>> Start Records to process
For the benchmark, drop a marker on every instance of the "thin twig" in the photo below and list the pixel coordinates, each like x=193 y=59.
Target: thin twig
>> End Records to process
>> Start Records to process
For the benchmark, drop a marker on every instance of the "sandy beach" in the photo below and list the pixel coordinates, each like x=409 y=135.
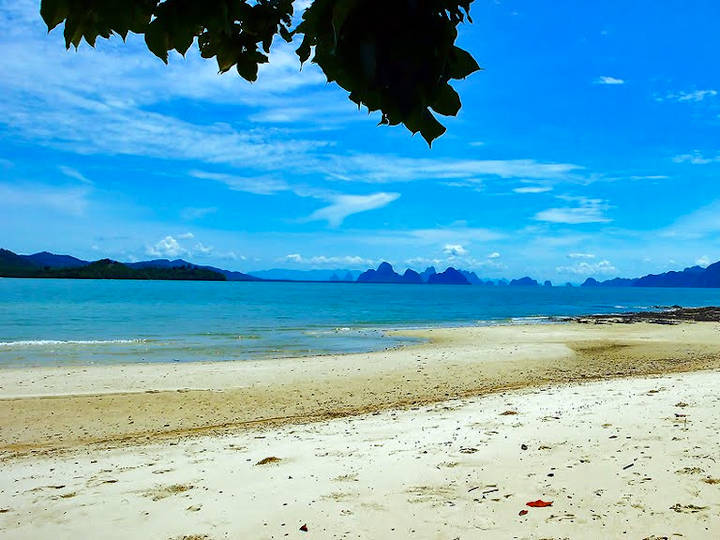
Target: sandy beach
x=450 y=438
>> End Records to process
**Exercise directions**
Pull out each line from both blocks above that contains the word "beach", matching case exactly, and copy those lines unchanged.

**Reply to the exercise**
For the benchmark, drop a marker on every instance of the "sandy beach" in the photo below and list the pixel coordinates, each like x=409 y=135.
Target: sandy beach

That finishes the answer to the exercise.